### What the task asks
Print these lines word for word, beginning at the line that contains "of the treeline" and ending after the line that contains "column 148, row 65".

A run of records
========================
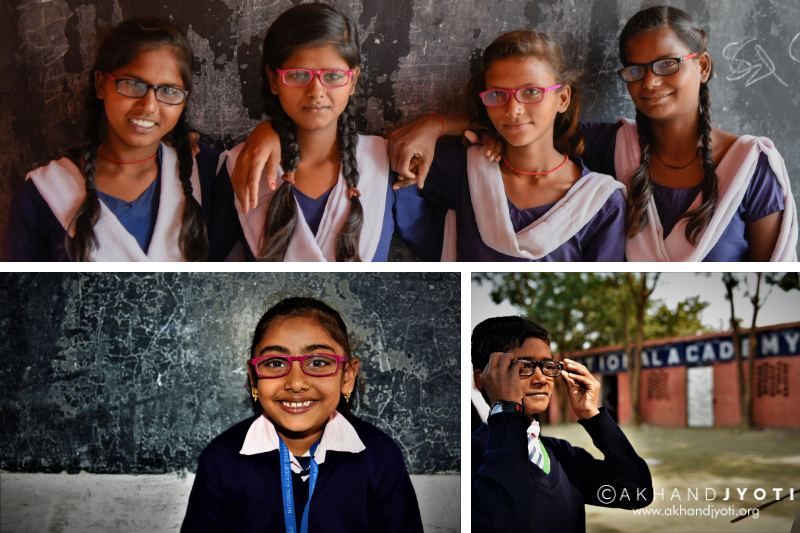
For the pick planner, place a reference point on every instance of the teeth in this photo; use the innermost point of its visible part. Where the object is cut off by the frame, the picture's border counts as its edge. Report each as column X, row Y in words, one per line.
column 297, row 404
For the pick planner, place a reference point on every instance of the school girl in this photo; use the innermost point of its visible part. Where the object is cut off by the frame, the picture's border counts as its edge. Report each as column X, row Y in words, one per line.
column 123, row 196
column 334, row 201
column 687, row 201
column 304, row 464
column 541, row 203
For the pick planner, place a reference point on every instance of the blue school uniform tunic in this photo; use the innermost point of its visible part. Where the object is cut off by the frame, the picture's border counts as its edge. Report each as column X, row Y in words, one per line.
column 420, row 224
column 764, row 195
column 447, row 185
column 35, row 234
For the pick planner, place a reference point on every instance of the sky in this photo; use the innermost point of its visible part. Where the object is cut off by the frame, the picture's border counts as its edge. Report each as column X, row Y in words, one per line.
column 673, row 287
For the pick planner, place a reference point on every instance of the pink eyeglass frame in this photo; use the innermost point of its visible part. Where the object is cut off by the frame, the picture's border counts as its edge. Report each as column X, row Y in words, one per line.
column 282, row 74
column 516, row 94
column 292, row 358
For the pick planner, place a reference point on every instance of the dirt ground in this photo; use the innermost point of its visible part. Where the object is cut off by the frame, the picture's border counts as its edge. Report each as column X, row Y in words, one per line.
column 683, row 460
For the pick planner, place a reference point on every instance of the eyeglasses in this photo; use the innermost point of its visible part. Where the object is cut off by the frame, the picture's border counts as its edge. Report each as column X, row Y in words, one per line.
column 525, row 95
column 662, row 67
column 300, row 77
column 166, row 94
column 551, row 369
column 314, row 364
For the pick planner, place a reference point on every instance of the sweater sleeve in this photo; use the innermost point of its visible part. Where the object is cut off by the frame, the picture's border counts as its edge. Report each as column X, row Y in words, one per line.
column 623, row 470
column 392, row 507
column 209, row 510
column 499, row 475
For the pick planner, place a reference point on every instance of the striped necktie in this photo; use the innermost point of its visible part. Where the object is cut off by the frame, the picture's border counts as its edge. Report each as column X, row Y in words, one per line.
column 534, row 450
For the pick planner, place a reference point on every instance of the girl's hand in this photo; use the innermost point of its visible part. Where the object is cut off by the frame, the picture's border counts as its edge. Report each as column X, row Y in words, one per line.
column 411, row 150
column 194, row 137
column 582, row 388
column 500, row 379
column 495, row 145
column 262, row 148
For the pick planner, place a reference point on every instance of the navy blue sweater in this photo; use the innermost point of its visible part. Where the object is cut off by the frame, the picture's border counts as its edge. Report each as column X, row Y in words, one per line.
column 511, row 494
column 368, row 491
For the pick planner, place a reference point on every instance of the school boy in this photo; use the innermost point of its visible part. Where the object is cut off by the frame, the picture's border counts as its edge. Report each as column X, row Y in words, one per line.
column 522, row 482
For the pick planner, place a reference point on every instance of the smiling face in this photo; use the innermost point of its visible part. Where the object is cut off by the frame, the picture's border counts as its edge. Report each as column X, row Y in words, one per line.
column 314, row 107
column 141, row 122
column 670, row 96
column 299, row 404
column 524, row 124
column 537, row 389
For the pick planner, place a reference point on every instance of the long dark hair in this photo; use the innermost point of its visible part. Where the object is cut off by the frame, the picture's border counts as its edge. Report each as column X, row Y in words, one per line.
column 567, row 138
column 295, row 307
column 641, row 185
column 308, row 26
column 121, row 45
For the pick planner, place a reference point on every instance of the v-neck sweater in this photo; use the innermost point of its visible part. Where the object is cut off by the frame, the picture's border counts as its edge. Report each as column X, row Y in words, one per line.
column 511, row 494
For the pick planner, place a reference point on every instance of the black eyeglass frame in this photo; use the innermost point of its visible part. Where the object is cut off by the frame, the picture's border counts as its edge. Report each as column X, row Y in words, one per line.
column 148, row 87
column 652, row 67
column 541, row 364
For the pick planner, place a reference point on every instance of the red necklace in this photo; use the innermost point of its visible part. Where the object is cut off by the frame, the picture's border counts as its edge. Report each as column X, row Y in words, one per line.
column 566, row 158
column 130, row 162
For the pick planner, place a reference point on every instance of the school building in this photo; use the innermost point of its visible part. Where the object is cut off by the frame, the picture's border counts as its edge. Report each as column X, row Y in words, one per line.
column 691, row 381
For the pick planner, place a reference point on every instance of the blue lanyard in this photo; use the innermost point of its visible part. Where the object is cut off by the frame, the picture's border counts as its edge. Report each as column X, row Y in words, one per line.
column 286, row 485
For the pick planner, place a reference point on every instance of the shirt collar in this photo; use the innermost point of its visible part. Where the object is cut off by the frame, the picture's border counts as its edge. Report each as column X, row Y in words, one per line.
column 339, row 436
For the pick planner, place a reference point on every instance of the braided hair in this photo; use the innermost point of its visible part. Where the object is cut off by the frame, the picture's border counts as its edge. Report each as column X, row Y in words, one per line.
column 121, row 45
column 308, row 26
column 567, row 138
column 641, row 183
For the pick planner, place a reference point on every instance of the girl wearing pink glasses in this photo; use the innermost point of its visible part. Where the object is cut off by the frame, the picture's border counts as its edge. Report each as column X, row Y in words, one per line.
column 333, row 201
column 305, row 464
column 539, row 203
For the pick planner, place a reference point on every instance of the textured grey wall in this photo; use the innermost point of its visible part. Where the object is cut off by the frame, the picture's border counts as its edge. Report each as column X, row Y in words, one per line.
column 417, row 56
column 136, row 373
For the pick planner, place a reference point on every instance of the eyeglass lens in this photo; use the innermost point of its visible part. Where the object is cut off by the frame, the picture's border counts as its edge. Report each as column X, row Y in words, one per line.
column 137, row 89
column 315, row 365
column 527, row 95
column 299, row 78
column 664, row 67
column 549, row 368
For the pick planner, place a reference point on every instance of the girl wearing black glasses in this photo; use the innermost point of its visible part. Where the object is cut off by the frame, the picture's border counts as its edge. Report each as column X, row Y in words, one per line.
column 305, row 464
column 695, row 193
column 123, row 196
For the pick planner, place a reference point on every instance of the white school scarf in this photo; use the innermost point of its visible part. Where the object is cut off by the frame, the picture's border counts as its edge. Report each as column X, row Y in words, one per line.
column 63, row 187
column 373, row 167
column 734, row 173
column 339, row 436
column 581, row 203
column 534, row 450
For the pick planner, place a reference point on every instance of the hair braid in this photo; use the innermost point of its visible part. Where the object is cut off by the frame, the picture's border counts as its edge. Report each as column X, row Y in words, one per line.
column 194, row 236
column 84, row 241
column 700, row 217
column 641, row 184
column 348, row 239
column 281, row 218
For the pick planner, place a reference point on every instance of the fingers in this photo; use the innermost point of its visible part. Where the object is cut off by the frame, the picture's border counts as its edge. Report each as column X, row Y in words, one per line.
column 194, row 138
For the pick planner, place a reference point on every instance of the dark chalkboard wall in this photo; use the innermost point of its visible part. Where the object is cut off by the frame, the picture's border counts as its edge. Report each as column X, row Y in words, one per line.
column 136, row 373
column 417, row 56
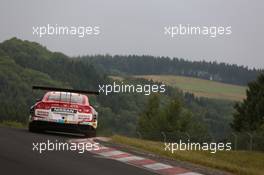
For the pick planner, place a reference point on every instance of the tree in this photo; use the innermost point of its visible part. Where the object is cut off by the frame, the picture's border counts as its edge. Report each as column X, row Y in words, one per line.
column 249, row 115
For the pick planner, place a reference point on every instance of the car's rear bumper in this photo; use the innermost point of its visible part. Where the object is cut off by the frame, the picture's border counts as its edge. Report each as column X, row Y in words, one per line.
column 61, row 127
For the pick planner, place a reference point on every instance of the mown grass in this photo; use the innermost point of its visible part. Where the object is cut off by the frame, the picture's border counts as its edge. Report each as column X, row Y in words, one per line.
column 12, row 124
column 237, row 162
column 201, row 87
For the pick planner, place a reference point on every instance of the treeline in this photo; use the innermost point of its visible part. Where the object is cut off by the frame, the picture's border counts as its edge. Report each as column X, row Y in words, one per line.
column 23, row 64
column 148, row 65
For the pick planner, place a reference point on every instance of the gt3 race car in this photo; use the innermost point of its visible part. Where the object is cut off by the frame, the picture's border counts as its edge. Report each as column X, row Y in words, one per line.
column 63, row 110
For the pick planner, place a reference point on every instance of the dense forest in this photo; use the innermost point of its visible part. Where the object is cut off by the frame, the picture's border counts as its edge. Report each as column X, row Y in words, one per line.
column 149, row 65
column 24, row 63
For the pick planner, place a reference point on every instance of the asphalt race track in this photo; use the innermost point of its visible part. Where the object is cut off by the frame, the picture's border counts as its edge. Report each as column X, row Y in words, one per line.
column 17, row 157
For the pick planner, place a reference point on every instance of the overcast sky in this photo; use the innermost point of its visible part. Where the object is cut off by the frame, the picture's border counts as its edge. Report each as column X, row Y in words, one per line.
column 137, row 27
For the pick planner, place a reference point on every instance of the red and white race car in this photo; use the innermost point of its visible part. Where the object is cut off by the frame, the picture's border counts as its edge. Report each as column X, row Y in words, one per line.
column 63, row 110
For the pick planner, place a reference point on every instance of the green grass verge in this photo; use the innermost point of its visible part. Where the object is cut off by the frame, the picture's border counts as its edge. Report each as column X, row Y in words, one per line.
column 12, row 124
column 237, row 162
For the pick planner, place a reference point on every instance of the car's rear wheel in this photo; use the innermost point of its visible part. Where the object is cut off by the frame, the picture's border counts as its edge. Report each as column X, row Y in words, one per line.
column 32, row 127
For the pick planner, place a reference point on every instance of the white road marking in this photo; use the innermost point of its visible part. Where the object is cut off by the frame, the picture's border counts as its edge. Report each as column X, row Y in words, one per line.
column 129, row 158
column 111, row 153
column 157, row 166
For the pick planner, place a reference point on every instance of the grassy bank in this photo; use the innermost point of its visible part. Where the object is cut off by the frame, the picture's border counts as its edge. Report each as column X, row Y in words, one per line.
column 237, row 162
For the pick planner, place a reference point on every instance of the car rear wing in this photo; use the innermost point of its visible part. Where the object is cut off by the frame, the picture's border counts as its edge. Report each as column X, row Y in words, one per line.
column 65, row 90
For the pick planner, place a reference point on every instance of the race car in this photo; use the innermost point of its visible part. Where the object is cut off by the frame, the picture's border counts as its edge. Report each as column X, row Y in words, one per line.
column 64, row 110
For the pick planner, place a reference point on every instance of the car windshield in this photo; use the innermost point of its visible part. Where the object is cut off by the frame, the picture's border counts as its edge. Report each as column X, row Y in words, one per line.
column 66, row 97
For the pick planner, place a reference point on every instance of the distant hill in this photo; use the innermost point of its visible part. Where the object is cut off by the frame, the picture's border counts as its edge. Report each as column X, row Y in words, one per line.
column 25, row 63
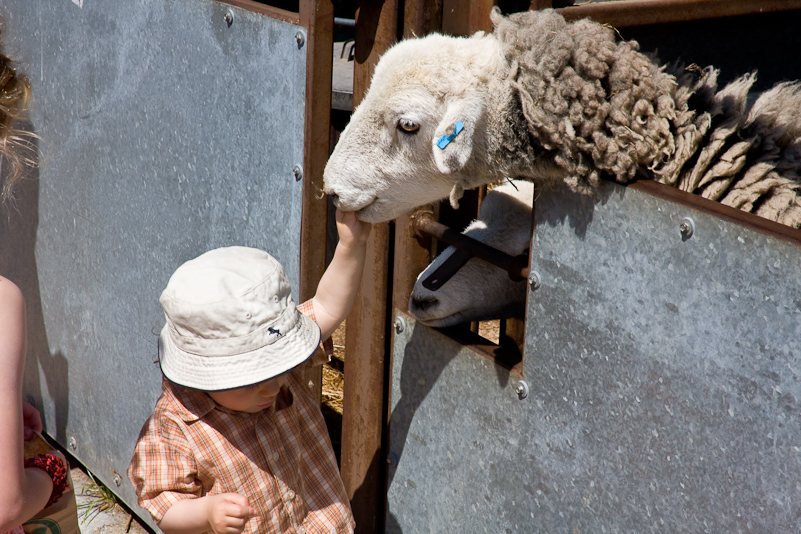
========================
### Exercise output
For the pick planner, place a reference point on every instance of the treeline in this photo; use the innermost point of its visible part. Where the object is cut off by the frame, the picture's border counts as its edge. Report each as column X, row Y in words, one per line.
column 23, row 64
column 148, row 65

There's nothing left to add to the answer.